EXCERPTED DATA:
· · · · ·

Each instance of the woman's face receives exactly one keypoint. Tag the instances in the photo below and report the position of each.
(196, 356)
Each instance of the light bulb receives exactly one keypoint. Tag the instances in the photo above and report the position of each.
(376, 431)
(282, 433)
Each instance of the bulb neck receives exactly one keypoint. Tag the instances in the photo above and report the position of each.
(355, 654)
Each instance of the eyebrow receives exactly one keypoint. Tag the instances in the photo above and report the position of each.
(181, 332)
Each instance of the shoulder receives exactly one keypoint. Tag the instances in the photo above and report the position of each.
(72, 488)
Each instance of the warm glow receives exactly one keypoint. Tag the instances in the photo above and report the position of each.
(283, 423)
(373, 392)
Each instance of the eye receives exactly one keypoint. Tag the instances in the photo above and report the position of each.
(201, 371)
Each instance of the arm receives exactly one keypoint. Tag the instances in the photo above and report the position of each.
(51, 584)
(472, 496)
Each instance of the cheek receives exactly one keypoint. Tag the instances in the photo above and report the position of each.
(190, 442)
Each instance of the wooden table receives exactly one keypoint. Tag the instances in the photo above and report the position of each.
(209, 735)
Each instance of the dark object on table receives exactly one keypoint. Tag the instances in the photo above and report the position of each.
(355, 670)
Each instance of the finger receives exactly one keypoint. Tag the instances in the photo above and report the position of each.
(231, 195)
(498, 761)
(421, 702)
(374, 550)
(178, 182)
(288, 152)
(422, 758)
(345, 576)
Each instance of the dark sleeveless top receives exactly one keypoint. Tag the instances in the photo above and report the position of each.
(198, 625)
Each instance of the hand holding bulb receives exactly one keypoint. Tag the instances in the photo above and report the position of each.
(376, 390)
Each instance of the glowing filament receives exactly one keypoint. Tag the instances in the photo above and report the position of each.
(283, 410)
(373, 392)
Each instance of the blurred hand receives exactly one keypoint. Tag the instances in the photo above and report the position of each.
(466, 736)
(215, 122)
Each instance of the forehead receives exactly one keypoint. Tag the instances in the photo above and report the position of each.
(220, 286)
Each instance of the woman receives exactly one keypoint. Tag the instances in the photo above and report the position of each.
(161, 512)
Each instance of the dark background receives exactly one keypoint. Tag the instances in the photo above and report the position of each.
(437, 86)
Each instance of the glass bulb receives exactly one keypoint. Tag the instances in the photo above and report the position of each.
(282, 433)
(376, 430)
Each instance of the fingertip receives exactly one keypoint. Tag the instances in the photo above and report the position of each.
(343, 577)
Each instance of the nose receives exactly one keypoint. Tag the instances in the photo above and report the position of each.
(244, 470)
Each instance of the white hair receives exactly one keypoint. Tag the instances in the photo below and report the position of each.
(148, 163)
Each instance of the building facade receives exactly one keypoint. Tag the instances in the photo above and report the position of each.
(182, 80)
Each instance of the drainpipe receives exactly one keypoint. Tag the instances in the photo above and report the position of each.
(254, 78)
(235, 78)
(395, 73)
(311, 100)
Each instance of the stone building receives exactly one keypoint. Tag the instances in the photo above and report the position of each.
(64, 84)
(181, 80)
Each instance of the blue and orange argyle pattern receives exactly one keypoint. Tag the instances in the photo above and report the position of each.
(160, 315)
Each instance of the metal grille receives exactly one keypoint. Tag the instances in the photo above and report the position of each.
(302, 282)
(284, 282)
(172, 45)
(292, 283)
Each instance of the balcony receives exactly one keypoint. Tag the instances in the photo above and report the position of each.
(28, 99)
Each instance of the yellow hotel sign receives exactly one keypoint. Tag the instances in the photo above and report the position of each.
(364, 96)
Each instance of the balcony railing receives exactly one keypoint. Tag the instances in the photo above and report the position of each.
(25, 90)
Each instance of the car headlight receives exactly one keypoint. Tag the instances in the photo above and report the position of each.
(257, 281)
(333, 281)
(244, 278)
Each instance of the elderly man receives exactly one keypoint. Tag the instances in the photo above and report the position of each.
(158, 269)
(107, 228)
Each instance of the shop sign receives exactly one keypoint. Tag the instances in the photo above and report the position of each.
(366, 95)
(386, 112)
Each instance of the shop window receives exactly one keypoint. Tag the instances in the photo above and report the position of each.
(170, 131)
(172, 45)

· · · · ·

TASK: Update the data starting at the line containing "Each instance of the balcony railing" and ending at the end of the data, swapping "elderly man" for "older man" and keeping everything else unchanged.

SOLVED EXERCISE:
Each instance of the balcony railing receives exactly one keypoint. Tag the instances in the photo above and report the position of each.
(25, 90)
Each instance of the car headlight receives exactly one keypoint. Tag the instances in the photo above and report the position of each.
(257, 281)
(333, 281)
(244, 278)
Each instance of the older man receives exactly one keypoint. Tag the instances in the photo above and report the position of each.
(158, 269)
(107, 228)
Each instance of the shop sign receives exactly one keypoint. Tag the instances in the photo above and report the position of each.
(366, 95)
(386, 112)
Each instance of the shop window receives exactly one keypoint. Tag the instances in the photo above and report the position of each.
(170, 131)
(172, 45)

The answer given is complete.